=== RECORD SET ===

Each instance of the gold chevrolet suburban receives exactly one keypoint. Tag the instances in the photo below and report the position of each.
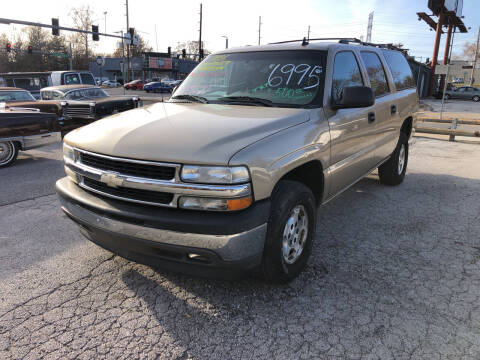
(227, 176)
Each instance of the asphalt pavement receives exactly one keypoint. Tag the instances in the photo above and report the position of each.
(395, 274)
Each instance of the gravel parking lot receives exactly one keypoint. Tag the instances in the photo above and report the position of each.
(395, 274)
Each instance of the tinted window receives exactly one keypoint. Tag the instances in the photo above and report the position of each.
(401, 72)
(376, 73)
(87, 79)
(345, 73)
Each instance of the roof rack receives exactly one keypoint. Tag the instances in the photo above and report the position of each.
(306, 41)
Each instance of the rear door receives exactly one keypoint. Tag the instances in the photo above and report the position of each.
(386, 106)
(351, 130)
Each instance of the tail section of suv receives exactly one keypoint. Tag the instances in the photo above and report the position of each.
(228, 175)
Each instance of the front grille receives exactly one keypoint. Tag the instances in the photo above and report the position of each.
(130, 194)
(128, 168)
(77, 111)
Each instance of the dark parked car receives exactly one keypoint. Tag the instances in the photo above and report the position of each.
(134, 85)
(25, 129)
(157, 86)
(464, 92)
(83, 104)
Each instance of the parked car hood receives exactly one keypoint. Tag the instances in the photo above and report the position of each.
(184, 133)
(49, 106)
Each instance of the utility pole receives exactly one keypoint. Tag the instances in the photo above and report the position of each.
(128, 46)
(438, 35)
(70, 57)
(475, 57)
(369, 28)
(200, 36)
(259, 28)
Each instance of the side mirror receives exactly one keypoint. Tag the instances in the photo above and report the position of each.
(354, 97)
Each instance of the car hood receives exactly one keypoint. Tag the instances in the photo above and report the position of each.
(184, 133)
(50, 106)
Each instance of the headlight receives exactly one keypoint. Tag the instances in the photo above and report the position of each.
(69, 157)
(198, 203)
(215, 174)
(68, 153)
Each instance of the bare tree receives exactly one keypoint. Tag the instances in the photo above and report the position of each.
(82, 18)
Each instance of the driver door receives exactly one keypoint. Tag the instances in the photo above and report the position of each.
(352, 131)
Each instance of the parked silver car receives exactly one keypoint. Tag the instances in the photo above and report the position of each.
(228, 175)
(464, 92)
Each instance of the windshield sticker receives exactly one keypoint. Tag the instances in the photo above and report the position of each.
(290, 93)
(308, 76)
(217, 63)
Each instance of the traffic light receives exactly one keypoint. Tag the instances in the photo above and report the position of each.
(55, 29)
(95, 32)
(131, 31)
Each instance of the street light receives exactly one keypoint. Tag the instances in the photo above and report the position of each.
(226, 41)
(105, 13)
(123, 58)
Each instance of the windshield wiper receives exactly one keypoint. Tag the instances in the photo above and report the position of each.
(247, 99)
(191, 98)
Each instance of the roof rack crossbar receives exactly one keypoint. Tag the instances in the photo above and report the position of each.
(344, 41)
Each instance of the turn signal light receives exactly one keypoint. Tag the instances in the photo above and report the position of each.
(239, 204)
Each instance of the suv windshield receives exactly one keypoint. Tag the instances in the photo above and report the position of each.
(270, 78)
(82, 94)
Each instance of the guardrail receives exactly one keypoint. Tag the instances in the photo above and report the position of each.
(453, 131)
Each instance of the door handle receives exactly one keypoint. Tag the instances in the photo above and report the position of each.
(371, 117)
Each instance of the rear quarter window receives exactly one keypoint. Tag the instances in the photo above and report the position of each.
(401, 72)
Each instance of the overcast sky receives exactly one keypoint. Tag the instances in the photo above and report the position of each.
(165, 23)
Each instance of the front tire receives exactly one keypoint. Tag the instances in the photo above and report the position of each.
(393, 171)
(291, 228)
(8, 153)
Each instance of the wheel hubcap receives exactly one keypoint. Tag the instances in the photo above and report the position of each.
(295, 234)
(6, 152)
(401, 159)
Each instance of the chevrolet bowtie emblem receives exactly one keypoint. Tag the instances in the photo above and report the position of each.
(111, 180)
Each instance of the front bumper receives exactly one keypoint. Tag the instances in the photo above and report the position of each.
(193, 242)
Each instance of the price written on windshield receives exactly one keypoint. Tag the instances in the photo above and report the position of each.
(307, 74)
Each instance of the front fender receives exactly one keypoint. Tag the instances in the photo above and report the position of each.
(274, 156)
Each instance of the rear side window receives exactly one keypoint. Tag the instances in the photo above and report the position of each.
(376, 73)
(401, 72)
(346, 72)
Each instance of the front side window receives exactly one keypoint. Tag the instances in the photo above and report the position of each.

=== PROBLEM REQUIREMENTS ===
Leave out the pictures, and give all the records again exactly.

=== EXPECTED ANSWER ===
Each instance of the gold chevrolet suburban receives exactly one keypoint. Tag the instances in the photo below and report the position of each.
(227, 176)
Each instance of the asphalt pavement receives exactly one keypoint. Tag the instances in the photo above and report the position of each.
(395, 274)
Each instance of the gravel parking lot receives exactly one keypoint. Tag the instances in the photo above and report the position of each.
(395, 274)
Each instance of the tinted window receives exactly one keypoint. Tag the instances in the photo above and report the position of each.
(401, 72)
(376, 73)
(87, 79)
(345, 73)
Each instance of the roof rack receives exactly one keypoint. Tag the instances in the photo above and report the position of each.
(306, 41)
Each instance of the rear door receives exactly one keypoint. Tag the instances in the photo above and report the position of each.
(386, 106)
(351, 130)
Each instance of the tail section of suv receives exactly one keypoint. Tag the instances in the photo above and report the position of each.
(228, 175)
Each instance of the front grille receives exactly one keypoint. Tag the instances in the photo above and report the position of each.
(130, 194)
(128, 168)
(77, 111)
Each instance of the dark parked car receives exactly one keypoint. Tag the instances in the photo above and report the position of each.
(134, 85)
(25, 129)
(157, 86)
(464, 92)
(83, 104)
Each instance of the parked car hood receives exactly one keypoint. Tag the instances in the photo above and report the position of each.
(184, 133)
(49, 106)
Each instance of the utility pole receives exactly one keypoint. Tag the instances in the photo above and report the position of each.
(128, 46)
(438, 35)
(70, 57)
(475, 57)
(369, 28)
(200, 36)
(259, 28)
Each instance of the side mirror receives exactly one keypoint. Tag the instances in the photo above and report the position of each.
(354, 97)
Each instance of the car hood receives exactly one keypoint. Tag the instances in the photo above and report the position of each.
(184, 133)
(50, 106)
Each instance of the headlight receives exactly one keypoint. Tag the instances in the photo above and report the position of each.
(69, 157)
(198, 203)
(215, 174)
(68, 153)
Each instance of the bare tree receives exactly one keypoint. Tag the instances in the photo above and report the position of each.
(82, 18)
Each instance of the driver door receives exactly one keypoint. Tag the instances in the photo above and report the position of each.
(352, 131)
Each instance of the parked silver car receives exactly one keypoint. Tag the instances in the photo above and report the position of each.
(228, 175)
(464, 92)
Each instance of the windshield sticker receives exactly one keypoint. Tag the instances in the photo above and report the position of each.
(290, 93)
(308, 76)
(217, 63)
Each instance of the traffic light receives exactly one keypoint. Tag the instances in the photo above and report the position of each.
(55, 29)
(95, 32)
(131, 31)
Each instance of the street light receives exactly one keypoint. Tag the instances in the photo above and report the position of each.
(226, 41)
(105, 13)
(123, 58)
Each instance of the windshield wiper receives exactly one keypoint. Tag the instances in the photo above and report the position of each.
(247, 99)
(191, 98)
Each instance of the roof rack crossbar receives exactly one keypoint. Tag the instances in the photo above and report the position of each.
(344, 41)
Each instance of the turn signal light receives exactly one keypoint. Tag the instances in the photo above and report the position of each.
(239, 204)
Each instance of the suv windshield receives exactly one keypoint. Tag the instances in the photo above and report the position of each.
(270, 78)
(82, 94)
Each instance of the guardrail receives exactly one keypoint. Tag the instances in the photo above and report the position of each.
(453, 131)
Each instance of the door handle receives exactly one keypoint. Tag the instances in the photo above and report the position of each.
(371, 117)
Each instance of the rear quarter window receives exactly one keypoint. Tag the instances in the photo above and report the position of each.
(401, 72)
Each instance of the overcast sky receives exactly one keypoint. Tag the instances in the photo above and report the position of each.
(165, 23)
Each instance of the front tire receives exactly one keypoint. Tag the instances in the photo above and report the position of each.
(393, 171)
(291, 228)
(8, 153)
Each instance of the wheel hubcap receives exactly one keypoint. Tag the instances in the photo above and report the position of each.
(295, 234)
(6, 152)
(401, 159)
Each instance of the chevrolet bowtie emblem receives exactly one keypoint. Tag the instances in the photo above and report the position of each.
(111, 180)
Each instance of the front bumper receives exactly one keypoint. Tag the instances in the photo above and report the position of each.
(193, 242)
Each instance of the price written on windshield receives exactly one keypoint. Tag the instances in the photo above and report the position of each.
(307, 74)
Each instance of the front fender receives exactly one keypoint. Tag the instances in the photo above and report the position of each.
(274, 156)
Each instance of the rear side window receives exactly one keypoint. Tag the instances in the photo above and report the position of each.
(376, 73)
(401, 72)
(346, 72)
Each instance of the front side window receives exactly one keypoint. Tag the instances in the photo above and report the position of each.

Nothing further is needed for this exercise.